#### Challenge
Locate every line in the records below that contains the word "dress" and copy each one in full. Case counts.

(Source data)
* * * *
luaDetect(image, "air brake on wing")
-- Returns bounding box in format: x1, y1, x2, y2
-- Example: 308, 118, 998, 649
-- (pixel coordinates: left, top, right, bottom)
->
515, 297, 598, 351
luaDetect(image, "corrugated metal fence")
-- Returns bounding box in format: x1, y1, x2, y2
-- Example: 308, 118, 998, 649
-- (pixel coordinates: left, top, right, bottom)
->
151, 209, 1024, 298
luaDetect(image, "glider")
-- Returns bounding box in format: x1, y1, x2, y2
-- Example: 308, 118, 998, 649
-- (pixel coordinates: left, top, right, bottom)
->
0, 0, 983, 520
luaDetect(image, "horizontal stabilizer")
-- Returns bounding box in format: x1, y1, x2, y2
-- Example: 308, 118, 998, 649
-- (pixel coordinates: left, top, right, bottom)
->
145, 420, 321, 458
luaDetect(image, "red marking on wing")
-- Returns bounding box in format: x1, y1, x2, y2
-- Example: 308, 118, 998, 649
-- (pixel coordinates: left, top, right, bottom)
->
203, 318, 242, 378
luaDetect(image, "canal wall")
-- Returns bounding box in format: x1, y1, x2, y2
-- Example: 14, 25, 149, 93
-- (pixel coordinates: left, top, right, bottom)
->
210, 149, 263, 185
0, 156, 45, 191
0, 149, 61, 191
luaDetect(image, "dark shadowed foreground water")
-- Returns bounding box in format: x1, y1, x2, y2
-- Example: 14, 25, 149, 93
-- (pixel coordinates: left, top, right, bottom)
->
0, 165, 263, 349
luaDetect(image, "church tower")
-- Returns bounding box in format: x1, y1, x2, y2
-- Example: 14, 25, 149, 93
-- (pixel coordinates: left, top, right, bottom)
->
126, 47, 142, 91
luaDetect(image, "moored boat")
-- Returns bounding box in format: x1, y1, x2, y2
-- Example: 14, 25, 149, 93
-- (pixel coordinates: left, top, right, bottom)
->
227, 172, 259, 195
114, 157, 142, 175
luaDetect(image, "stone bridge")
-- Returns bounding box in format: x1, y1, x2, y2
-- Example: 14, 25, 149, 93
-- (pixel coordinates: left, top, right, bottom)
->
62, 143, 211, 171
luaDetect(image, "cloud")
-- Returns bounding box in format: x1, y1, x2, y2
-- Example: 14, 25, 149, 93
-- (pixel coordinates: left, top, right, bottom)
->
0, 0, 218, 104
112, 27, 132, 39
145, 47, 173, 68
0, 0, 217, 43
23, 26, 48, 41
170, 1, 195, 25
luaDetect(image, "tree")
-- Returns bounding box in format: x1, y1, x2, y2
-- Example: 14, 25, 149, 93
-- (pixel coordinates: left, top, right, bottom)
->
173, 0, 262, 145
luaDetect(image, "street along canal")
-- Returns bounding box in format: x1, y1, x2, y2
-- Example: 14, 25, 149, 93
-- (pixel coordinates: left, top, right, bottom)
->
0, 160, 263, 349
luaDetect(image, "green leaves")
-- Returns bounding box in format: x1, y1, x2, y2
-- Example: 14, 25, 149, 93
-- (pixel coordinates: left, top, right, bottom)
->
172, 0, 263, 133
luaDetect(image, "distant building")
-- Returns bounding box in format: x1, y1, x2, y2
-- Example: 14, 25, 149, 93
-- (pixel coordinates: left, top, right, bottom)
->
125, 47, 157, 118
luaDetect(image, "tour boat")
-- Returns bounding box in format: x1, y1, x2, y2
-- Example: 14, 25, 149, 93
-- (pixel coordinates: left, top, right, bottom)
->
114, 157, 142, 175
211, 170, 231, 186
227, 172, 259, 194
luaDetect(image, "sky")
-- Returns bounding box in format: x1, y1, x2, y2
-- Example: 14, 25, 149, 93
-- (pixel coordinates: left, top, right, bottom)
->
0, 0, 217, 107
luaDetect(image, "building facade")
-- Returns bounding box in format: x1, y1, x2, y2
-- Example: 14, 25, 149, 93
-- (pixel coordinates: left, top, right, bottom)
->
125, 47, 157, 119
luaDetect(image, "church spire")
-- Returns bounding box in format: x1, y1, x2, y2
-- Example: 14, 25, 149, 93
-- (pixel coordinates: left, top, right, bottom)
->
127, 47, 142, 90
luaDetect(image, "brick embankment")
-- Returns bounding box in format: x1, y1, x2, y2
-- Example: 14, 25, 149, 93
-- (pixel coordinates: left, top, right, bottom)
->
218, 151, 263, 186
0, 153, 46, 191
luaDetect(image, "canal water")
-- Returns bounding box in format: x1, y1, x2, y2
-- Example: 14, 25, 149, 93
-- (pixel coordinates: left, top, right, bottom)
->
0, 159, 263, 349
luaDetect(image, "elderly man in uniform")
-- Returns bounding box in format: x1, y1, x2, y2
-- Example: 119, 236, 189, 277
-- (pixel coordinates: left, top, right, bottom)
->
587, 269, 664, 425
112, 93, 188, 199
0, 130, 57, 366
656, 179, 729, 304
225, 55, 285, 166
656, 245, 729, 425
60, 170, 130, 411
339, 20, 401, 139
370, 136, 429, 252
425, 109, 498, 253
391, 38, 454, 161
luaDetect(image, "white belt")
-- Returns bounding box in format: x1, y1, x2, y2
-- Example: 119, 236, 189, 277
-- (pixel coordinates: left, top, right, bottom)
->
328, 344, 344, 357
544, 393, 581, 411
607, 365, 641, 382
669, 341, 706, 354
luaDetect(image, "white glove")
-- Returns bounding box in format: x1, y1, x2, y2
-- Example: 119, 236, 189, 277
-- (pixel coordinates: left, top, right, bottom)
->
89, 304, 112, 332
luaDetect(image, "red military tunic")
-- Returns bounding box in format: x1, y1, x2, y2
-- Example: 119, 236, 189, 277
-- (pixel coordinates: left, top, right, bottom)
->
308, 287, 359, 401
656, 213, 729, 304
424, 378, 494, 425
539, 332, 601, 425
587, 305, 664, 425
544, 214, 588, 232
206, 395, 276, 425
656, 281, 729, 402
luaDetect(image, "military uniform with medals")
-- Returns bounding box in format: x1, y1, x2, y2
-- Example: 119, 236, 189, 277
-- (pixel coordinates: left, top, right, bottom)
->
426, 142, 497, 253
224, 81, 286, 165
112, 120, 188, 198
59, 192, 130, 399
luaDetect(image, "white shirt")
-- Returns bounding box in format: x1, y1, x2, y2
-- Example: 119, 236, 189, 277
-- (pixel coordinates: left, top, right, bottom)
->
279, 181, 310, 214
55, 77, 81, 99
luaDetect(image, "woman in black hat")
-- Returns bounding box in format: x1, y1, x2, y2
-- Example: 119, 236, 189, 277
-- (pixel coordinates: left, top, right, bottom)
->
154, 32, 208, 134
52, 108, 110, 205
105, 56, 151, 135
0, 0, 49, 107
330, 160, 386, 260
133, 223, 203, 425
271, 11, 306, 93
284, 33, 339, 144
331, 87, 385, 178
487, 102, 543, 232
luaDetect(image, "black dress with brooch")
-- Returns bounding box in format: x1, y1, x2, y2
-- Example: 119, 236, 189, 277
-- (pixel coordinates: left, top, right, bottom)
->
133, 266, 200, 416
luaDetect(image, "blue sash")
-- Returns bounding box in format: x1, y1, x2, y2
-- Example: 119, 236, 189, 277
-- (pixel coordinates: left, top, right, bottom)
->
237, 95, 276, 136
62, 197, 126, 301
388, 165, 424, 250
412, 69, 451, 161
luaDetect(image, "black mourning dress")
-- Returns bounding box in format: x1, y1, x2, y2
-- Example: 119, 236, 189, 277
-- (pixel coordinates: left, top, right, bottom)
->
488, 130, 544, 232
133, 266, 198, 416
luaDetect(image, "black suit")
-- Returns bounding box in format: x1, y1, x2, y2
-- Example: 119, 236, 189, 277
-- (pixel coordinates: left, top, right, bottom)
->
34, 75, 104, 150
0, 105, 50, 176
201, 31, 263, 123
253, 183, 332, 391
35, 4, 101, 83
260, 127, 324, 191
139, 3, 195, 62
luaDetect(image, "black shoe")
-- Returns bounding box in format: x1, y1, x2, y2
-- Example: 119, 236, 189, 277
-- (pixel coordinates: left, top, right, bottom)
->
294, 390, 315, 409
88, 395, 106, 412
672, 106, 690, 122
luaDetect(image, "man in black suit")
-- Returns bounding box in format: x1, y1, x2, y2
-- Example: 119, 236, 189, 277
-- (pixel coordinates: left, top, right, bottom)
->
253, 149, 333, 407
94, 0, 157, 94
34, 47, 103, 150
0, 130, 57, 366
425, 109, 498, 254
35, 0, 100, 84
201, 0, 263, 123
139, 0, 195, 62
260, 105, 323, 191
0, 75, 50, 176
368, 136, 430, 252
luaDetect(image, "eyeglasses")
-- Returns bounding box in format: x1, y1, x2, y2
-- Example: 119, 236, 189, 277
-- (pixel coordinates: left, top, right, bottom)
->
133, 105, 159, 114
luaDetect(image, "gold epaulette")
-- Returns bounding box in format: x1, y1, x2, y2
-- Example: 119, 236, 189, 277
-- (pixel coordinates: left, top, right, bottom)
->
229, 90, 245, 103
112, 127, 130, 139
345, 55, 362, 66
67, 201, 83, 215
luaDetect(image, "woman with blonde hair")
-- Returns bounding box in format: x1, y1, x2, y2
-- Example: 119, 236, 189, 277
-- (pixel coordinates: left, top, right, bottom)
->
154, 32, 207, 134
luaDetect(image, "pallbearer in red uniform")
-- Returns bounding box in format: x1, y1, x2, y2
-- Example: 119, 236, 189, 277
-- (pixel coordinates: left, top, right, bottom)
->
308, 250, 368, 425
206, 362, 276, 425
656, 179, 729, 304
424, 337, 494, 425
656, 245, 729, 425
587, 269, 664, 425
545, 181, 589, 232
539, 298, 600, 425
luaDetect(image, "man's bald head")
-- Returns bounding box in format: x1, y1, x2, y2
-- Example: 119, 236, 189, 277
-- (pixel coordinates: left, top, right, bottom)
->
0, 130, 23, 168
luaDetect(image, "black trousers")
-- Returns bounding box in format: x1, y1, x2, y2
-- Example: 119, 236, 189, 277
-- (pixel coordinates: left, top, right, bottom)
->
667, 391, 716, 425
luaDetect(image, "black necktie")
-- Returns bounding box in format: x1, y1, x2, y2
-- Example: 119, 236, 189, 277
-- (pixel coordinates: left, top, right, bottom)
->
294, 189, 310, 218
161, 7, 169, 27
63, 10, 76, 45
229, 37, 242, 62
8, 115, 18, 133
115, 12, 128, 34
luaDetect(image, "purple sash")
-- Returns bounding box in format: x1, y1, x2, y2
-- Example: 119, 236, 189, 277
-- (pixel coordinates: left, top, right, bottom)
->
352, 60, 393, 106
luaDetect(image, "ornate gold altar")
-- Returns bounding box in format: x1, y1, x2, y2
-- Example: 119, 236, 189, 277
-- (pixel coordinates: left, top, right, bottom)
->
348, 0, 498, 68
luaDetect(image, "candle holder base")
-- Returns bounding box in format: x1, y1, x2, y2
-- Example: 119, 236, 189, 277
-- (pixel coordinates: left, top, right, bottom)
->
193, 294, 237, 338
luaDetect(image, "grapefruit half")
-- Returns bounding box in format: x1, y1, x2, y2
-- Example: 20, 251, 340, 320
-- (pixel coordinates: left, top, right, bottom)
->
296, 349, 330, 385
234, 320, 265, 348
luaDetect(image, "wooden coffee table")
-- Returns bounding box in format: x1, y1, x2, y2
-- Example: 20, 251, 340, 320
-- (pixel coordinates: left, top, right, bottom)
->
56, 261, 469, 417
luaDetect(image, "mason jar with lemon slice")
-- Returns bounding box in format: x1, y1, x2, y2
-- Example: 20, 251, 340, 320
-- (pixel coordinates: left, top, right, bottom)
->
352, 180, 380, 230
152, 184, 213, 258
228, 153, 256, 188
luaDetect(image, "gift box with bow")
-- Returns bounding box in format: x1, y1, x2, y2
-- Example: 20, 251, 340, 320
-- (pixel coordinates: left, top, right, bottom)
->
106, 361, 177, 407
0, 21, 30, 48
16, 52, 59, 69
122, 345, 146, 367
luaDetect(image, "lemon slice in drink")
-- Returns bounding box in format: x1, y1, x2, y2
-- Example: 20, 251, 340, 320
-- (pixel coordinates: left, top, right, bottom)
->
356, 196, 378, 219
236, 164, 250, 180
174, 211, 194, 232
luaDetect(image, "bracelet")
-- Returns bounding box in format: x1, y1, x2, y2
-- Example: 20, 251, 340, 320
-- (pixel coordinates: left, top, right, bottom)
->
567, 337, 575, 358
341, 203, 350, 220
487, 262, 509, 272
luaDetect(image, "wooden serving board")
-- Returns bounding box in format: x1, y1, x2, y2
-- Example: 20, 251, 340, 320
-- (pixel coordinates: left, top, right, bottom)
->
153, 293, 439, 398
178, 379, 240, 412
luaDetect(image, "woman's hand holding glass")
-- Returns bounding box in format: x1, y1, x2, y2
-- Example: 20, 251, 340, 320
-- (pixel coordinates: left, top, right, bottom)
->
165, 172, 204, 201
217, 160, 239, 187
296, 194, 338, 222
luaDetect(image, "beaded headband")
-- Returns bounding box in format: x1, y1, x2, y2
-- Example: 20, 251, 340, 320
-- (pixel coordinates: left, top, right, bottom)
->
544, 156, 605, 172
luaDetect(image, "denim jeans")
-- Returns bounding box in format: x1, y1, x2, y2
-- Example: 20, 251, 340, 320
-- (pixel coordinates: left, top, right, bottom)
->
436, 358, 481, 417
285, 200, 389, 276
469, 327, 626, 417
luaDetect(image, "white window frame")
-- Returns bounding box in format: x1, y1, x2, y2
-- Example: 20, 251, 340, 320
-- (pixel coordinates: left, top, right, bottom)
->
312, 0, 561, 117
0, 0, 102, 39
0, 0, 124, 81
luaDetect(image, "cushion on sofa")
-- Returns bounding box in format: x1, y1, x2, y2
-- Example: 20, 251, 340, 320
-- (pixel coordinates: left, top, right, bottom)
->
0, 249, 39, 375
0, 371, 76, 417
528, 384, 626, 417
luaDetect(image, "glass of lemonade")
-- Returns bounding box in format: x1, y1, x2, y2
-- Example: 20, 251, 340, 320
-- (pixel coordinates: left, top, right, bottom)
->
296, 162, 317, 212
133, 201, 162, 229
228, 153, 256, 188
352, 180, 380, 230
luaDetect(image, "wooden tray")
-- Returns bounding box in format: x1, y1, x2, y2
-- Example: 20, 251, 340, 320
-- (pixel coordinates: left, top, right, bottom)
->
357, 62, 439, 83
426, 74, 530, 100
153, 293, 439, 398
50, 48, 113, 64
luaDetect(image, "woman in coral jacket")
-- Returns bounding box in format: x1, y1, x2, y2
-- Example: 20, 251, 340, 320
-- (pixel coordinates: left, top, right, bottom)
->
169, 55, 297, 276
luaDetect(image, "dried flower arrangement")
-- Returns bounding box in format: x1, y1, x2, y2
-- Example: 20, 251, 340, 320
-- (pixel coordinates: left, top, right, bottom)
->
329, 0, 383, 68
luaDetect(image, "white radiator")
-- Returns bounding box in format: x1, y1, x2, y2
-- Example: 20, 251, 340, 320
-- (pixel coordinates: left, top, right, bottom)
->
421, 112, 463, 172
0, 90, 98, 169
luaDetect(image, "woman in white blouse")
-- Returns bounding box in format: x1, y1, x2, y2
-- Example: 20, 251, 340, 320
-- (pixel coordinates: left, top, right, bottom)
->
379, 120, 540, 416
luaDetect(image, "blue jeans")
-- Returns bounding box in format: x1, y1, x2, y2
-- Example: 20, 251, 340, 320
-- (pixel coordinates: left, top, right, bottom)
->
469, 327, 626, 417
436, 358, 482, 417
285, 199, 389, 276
* * * *
#### Reply to the exercise
luaDetect(image, "black dress with brooch")
luaDetect(image, "black mourning dress")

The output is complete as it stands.